
  3. Tere,

    To be precise, the Qur’an has an alternative rendering of the encounter on Mt Moriah which means that they view the Arabs as the ones on whom God’s promise of the land of Canaan falls upon.


    I think you have entirely misunderstood my post. I was not arguing in favour or against the Israeli attack, I was simply pointing out that this is a theological issue that goes way back before the Balfour Declaration. I do think however it is you who are naive if you believe that Hamas would be prepared to accept the 1967 boundaries or indeed even the 1948 boundaries. That is the point I am making, not whether the killing of innocent children is or isn’t acceptable.

  4. If I misread then I apologize.  Though I think that socio-political interpretations of the situation can in many places be more helpful than theological ones when it comes to this issue.

  5. I think the socio-political interpretations might help solve immediate issues, but the theological explanation underpins the whole meta-narrative of the conflict.

  6. Peter, does your last sentence mean you think Christians should accept the Israelis’ claims to the land of Israel? If so, what do you think the Palestinians ought to do?

- [Assigned task A]
Quote the comment thread word for word, beginning at the words "I think you" and stopping after "or isn’t acceptable.".
- [Assigned task B]
In the comment thread, which declaration does the writer say the theological issue goes back before?
- [Assigned task C]
Condense the paragraph of the comment thread that begins "I think you have entirely misunderstood my post" into a shorter version that keeps its main points.
The data after the comment thread has no role here.

- [Provided information]
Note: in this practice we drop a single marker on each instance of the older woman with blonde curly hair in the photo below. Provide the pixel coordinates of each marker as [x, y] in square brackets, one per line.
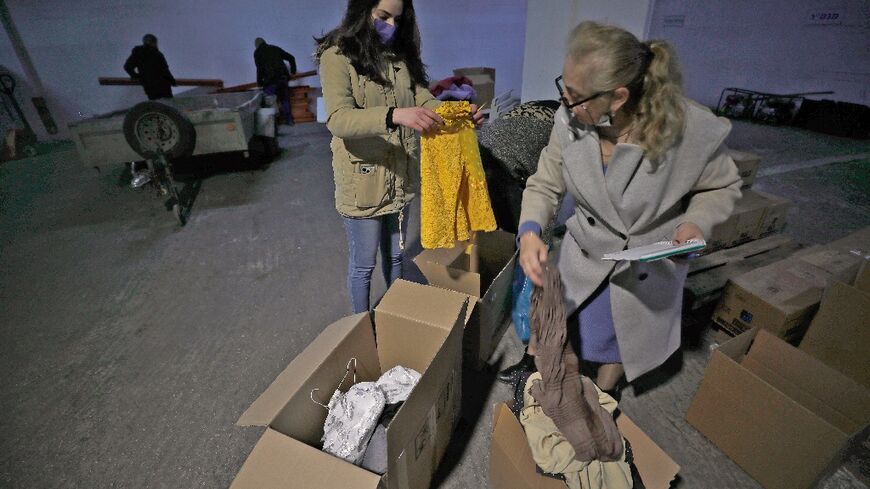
[642, 163]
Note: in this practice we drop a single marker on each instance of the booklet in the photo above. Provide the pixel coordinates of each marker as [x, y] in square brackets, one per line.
[656, 251]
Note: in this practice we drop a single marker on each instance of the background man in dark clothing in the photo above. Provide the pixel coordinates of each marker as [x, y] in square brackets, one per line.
[272, 73]
[147, 64]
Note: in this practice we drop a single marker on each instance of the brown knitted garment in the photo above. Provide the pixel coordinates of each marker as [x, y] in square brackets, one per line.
[568, 398]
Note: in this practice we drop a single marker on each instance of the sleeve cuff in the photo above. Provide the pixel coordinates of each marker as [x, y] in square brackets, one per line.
[528, 227]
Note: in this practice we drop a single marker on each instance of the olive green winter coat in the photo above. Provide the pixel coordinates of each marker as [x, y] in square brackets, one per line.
[376, 170]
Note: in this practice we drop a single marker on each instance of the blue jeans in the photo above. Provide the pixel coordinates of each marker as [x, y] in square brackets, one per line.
[364, 237]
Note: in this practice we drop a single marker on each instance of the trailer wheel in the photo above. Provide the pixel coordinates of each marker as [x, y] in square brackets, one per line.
[153, 127]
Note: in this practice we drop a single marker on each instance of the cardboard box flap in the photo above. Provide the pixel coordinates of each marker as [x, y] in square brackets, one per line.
[512, 457]
[857, 242]
[843, 265]
[349, 337]
[820, 389]
[755, 425]
[511, 463]
[278, 461]
[839, 336]
[421, 303]
[656, 468]
[496, 249]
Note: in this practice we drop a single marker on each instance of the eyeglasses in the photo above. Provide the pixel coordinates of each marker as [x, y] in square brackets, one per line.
[564, 99]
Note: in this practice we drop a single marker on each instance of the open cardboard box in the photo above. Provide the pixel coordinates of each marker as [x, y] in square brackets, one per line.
[416, 326]
[511, 465]
[778, 412]
[483, 270]
[747, 165]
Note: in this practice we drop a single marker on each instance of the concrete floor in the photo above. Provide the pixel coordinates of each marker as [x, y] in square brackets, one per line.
[130, 346]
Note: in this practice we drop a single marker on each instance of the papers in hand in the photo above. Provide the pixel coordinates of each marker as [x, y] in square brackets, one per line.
[656, 251]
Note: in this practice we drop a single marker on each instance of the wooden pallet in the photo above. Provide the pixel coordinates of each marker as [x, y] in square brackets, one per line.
[709, 274]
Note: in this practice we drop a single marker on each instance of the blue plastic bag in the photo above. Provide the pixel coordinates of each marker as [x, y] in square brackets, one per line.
[521, 288]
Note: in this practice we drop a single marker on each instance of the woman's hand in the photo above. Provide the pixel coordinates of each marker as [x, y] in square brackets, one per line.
[685, 232]
[476, 115]
[533, 252]
[419, 119]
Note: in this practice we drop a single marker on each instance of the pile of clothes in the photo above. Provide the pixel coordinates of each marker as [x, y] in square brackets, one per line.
[356, 427]
[455, 88]
[568, 421]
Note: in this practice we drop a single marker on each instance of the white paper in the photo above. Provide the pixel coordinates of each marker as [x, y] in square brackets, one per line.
[655, 251]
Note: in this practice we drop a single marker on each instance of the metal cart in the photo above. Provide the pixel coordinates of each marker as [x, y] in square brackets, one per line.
[739, 103]
[164, 130]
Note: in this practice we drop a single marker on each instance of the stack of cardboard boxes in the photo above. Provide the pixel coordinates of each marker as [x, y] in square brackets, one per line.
[437, 329]
[756, 215]
[785, 413]
[783, 296]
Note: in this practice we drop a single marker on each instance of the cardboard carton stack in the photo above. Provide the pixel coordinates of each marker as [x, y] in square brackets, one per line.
[483, 271]
[415, 326]
[748, 239]
[783, 296]
[787, 415]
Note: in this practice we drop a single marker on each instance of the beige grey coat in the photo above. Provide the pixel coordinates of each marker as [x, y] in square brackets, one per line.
[634, 205]
[376, 170]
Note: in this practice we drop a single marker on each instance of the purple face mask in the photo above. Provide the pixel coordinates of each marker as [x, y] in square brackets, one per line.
[386, 31]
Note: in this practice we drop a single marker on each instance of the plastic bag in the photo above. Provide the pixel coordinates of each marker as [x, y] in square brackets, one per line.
[521, 288]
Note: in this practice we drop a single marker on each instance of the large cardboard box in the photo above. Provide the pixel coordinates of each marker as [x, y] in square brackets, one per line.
[484, 82]
[416, 326]
[857, 242]
[756, 215]
[484, 271]
[779, 413]
[783, 296]
[839, 335]
[775, 212]
[747, 165]
[511, 465]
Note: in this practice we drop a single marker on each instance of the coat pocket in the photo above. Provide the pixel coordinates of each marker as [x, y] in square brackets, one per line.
[370, 184]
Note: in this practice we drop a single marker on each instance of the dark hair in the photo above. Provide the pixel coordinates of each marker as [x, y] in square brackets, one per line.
[357, 39]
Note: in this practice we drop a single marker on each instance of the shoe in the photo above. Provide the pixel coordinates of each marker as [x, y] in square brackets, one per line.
[510, 374]
[140, 179]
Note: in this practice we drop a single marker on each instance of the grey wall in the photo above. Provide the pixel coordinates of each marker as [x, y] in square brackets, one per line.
[548, 23]
[74, 42]
[772, 46]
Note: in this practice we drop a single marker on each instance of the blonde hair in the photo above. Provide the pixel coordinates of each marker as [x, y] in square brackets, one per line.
[648, 69]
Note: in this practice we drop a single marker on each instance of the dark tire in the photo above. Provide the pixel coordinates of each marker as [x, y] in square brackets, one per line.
[153, 126]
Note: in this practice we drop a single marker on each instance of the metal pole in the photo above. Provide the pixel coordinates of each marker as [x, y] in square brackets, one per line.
[29, 70]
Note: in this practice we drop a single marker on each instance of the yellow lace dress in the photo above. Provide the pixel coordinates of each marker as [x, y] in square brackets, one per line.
[455, 201]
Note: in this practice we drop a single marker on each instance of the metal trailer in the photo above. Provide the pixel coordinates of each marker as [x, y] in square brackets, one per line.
[162, 130]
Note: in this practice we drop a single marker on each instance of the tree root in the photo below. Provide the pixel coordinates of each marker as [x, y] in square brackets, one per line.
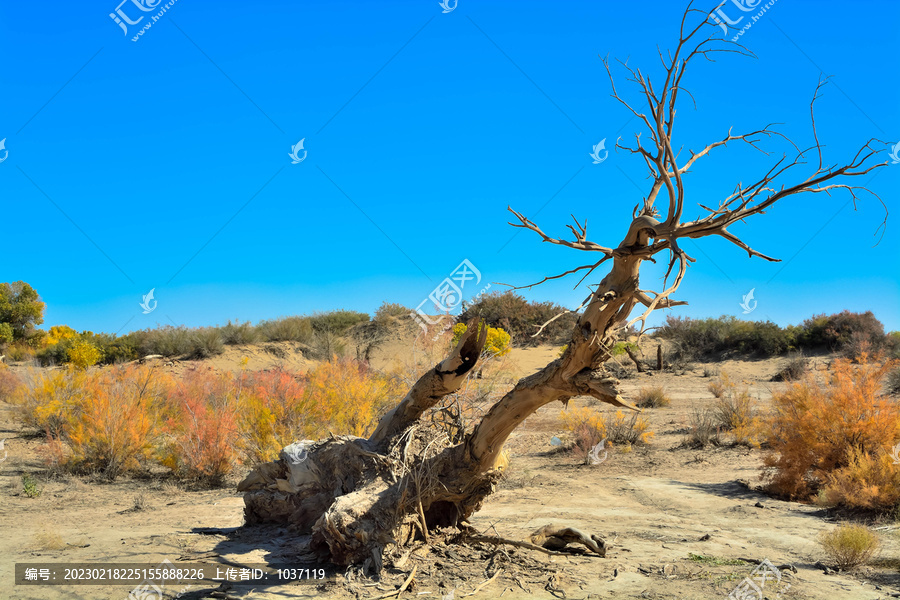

- [Reply A]
I think you have entirely misunderstood my post. I was not arguing in favour or against the Israeli attack, I was simply pointing out that this is a theological issue that goes way back before the Balfour Declaration. I do think however it is you who are naive if you believe that Hamas would be prepared to accept the 1967 boundaries or indeed even the 1948 boundaries. That is the point I am making, not whether the killing of innocent children is or isn’t acceptable.

- [Reply B]
The Balfour Declaration.

- [Reply C]
The writer says the post was misunderstood. It neither supported nor opposed the Israeli attack. It only noted that the issue is theological and predates the Balfour Declaration. The writer adds that it is naive to think Hamas would accept the 1967 or even the 1948 boundaries. That is the writer's point, not whether killing innocent children is acceptable.